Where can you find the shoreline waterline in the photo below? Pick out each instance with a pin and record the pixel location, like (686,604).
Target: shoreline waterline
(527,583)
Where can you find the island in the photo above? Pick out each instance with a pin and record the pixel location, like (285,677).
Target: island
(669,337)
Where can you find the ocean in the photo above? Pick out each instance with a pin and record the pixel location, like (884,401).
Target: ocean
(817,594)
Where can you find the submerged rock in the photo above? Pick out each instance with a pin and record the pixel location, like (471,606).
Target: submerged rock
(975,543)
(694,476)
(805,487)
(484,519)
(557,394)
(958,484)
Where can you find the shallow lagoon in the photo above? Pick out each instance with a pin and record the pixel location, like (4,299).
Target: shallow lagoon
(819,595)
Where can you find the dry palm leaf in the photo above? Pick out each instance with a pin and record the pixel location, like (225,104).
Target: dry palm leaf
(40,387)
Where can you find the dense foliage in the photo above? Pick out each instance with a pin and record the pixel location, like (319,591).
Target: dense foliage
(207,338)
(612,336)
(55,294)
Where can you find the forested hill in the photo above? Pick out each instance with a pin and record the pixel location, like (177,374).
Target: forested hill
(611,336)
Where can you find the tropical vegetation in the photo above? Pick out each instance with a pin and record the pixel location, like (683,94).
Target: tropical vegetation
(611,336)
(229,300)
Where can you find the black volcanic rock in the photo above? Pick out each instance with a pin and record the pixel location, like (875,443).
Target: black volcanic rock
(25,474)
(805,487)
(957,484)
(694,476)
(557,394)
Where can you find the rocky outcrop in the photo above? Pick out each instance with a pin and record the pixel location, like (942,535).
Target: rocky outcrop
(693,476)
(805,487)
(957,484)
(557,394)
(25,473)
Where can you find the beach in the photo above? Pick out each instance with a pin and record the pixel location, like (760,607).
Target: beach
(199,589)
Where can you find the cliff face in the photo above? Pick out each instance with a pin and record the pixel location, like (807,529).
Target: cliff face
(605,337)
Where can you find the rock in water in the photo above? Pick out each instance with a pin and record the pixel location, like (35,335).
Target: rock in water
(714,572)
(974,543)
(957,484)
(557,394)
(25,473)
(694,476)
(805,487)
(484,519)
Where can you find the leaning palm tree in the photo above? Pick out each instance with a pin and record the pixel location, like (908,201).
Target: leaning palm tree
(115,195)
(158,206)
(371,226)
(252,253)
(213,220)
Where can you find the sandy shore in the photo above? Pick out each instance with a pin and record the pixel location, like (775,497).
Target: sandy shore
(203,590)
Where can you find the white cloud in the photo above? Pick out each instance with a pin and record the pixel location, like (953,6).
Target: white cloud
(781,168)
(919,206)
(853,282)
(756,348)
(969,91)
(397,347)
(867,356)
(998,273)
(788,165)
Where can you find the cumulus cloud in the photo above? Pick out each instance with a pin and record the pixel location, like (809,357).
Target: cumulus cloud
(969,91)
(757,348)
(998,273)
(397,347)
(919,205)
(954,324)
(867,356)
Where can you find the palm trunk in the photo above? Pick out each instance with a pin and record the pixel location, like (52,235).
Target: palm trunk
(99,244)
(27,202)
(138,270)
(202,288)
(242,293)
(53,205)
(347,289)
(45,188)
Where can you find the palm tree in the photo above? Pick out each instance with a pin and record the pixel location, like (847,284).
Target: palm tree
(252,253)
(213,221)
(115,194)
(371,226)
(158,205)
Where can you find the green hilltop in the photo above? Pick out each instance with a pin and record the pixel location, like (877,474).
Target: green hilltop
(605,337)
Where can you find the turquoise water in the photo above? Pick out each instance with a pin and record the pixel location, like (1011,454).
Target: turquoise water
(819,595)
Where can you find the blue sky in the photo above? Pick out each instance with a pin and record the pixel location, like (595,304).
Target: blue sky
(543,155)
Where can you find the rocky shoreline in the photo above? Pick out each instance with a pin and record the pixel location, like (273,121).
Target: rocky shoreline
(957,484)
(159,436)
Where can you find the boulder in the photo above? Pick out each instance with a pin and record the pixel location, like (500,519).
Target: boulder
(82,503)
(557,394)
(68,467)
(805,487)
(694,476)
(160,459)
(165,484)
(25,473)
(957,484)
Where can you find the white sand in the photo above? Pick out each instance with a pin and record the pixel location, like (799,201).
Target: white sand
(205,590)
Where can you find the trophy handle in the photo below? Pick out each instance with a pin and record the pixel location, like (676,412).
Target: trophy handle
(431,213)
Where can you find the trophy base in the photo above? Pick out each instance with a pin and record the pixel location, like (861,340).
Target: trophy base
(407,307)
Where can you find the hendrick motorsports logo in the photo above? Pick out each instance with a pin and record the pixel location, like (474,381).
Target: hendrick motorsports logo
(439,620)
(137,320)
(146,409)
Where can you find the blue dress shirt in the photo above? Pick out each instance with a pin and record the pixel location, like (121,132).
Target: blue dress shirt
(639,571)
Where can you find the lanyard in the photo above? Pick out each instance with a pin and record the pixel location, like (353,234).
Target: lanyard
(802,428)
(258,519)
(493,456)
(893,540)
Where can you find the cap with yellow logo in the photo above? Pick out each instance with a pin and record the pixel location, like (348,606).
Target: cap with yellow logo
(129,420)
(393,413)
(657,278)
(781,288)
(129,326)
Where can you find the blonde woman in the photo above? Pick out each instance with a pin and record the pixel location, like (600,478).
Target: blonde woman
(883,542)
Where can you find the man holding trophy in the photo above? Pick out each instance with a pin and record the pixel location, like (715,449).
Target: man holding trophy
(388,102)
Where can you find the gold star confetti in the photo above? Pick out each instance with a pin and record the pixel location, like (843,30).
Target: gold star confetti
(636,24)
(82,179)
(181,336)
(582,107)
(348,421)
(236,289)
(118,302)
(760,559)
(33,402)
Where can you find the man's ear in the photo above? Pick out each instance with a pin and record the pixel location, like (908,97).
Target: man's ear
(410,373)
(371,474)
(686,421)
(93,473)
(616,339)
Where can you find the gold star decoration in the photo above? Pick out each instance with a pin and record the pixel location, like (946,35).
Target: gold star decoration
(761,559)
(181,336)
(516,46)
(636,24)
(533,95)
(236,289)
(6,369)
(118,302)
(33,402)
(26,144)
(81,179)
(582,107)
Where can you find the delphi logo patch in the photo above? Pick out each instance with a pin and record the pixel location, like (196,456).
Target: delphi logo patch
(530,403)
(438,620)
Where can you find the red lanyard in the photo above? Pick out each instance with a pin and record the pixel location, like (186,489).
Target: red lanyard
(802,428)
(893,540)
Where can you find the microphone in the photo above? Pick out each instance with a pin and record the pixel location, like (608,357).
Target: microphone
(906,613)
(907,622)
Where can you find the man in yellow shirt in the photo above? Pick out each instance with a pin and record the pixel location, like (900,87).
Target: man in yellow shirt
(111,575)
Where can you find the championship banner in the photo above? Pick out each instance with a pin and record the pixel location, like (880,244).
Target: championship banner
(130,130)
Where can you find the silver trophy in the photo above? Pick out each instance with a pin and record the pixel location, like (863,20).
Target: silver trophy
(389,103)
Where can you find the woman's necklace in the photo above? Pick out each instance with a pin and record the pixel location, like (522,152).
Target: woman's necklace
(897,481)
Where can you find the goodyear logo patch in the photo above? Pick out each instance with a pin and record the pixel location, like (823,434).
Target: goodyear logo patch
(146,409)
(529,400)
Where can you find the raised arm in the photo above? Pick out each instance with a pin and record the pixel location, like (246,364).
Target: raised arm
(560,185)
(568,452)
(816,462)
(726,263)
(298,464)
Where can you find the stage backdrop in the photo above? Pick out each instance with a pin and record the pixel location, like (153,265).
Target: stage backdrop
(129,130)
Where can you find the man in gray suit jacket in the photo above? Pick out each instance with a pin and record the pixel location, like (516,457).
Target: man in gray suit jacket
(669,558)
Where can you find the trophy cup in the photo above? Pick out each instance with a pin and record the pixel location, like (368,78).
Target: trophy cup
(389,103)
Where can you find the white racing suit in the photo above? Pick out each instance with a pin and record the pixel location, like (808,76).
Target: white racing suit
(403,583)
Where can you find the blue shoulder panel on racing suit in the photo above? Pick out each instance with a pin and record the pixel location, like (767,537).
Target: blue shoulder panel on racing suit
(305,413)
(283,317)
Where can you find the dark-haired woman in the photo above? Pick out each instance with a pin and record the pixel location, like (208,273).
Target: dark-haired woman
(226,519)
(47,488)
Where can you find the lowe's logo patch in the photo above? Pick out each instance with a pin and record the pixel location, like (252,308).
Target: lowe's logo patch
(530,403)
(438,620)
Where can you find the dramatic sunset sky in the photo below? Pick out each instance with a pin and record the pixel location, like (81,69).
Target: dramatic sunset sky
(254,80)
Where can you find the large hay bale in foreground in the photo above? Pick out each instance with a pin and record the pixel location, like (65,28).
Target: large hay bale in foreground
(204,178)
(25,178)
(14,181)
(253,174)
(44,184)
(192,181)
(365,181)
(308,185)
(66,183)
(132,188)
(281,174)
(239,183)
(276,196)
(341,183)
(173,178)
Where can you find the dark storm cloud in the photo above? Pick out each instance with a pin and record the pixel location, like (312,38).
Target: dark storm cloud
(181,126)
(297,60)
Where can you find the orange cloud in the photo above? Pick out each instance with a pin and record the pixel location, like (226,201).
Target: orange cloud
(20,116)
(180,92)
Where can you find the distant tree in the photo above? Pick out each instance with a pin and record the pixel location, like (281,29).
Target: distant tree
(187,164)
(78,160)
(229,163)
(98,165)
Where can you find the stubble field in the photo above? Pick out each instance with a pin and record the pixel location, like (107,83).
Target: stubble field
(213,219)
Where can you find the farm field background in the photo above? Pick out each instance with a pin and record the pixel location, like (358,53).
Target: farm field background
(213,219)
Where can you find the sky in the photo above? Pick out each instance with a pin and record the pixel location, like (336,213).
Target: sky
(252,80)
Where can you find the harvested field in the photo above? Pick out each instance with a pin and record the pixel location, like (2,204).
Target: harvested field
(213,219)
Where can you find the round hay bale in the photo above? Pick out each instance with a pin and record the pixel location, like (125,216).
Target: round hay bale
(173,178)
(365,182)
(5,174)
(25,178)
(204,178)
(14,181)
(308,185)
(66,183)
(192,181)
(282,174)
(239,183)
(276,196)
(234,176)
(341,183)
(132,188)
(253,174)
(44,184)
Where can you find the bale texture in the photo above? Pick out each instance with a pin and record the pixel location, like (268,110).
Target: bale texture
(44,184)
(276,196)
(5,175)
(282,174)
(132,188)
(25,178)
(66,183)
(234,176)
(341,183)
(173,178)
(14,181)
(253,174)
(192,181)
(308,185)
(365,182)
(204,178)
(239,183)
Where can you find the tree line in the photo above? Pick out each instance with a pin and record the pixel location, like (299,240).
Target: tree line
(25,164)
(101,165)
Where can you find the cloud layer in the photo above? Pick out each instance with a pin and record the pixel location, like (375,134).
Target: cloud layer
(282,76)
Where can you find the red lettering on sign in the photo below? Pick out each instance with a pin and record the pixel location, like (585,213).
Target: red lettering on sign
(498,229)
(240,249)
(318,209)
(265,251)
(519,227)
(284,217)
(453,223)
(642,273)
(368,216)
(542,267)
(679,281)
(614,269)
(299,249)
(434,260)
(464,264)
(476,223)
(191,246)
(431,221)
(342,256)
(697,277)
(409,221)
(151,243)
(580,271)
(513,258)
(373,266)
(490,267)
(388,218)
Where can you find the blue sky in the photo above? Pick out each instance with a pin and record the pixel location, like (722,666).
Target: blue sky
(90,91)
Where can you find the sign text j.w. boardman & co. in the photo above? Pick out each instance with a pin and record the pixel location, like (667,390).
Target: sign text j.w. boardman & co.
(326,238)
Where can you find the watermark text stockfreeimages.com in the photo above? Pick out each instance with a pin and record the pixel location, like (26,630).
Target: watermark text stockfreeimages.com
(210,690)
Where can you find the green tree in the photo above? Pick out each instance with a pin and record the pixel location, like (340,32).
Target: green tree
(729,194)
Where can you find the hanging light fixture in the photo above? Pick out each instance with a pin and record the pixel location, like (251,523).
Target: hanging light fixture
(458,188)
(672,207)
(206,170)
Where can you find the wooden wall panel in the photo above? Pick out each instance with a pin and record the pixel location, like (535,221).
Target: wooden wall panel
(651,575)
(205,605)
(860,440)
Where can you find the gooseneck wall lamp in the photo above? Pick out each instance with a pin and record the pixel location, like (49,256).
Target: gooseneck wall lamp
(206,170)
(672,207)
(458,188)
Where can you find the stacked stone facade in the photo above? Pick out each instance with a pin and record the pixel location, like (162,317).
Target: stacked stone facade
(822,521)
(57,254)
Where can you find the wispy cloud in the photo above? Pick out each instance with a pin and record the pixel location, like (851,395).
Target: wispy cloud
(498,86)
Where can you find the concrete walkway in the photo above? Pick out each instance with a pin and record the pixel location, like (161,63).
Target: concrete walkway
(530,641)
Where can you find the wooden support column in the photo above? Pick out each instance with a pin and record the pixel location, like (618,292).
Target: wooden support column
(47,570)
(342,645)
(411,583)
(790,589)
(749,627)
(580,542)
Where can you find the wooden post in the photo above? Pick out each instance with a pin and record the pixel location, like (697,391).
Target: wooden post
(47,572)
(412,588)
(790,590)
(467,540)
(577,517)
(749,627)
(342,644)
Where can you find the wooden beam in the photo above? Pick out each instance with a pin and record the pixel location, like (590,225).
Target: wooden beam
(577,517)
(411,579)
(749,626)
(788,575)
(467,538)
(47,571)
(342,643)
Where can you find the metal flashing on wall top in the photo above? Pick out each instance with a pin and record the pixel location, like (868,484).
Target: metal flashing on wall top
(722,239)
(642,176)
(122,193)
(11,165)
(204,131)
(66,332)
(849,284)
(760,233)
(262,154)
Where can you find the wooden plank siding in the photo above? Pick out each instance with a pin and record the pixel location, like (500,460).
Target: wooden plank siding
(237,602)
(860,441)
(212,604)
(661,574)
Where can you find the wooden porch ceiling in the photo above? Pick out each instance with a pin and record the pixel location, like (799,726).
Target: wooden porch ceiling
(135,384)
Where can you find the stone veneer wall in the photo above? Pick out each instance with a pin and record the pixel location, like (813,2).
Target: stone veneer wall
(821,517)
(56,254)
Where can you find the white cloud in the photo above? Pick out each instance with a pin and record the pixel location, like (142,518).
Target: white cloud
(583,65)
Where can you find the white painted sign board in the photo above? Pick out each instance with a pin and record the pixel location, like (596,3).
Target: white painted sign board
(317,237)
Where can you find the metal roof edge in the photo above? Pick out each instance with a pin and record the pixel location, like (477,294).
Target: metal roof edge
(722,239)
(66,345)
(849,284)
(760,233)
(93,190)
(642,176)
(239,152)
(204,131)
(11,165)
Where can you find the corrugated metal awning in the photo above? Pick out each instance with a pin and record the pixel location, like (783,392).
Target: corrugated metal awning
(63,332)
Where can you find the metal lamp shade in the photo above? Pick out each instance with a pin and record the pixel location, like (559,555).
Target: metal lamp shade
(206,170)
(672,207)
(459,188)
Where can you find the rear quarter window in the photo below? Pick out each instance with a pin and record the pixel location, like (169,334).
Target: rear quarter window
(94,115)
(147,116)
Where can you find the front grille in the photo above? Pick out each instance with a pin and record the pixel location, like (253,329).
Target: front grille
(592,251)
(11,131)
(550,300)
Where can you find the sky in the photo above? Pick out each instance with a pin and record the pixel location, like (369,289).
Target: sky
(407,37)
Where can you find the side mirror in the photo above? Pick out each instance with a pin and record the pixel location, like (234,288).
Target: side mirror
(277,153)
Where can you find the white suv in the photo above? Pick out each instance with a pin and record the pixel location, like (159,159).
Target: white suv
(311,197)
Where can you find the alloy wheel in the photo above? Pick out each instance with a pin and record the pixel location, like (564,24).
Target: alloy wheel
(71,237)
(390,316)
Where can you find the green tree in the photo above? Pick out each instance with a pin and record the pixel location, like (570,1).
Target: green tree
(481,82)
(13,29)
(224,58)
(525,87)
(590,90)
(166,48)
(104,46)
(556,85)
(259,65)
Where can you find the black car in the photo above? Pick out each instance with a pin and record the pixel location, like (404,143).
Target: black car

▶ _WORK ORDER_
Starting with the line above that holds "Where can you find the man holding" and stopping with the line that holds "Where can you find the gold star decoration", reproduce each line exactly, omitting all other lines.

▶ _EXERCISE OUTPUT_
Where can you find the man holding trophy in the photo above? Pick out each instance with a pin and record the pixel location, like (715,449).
Target: man holding trophy
(388,102)
Where can you find the gold star confetti in the photo above? Pick out each instance with a pin and record the pixel location, like (843,30).
Target: gold star confetti
(636,24)
(82,179)
(181,336)
(582,107)
(348,421)
(236,289)
(118,302)
(760,559)
(33,402)
Where can you find the man's ear in the photo above? Pick out each instance with a pin and record the pixel location, like (908,97).
Target: man's ear
(410,373)
(371,474)
(686,421)
(93,473)
(616,339)
Where can you find the gold star decoration in the photo above? Pick out each instance with a pin and record the pixel location, like (946,35).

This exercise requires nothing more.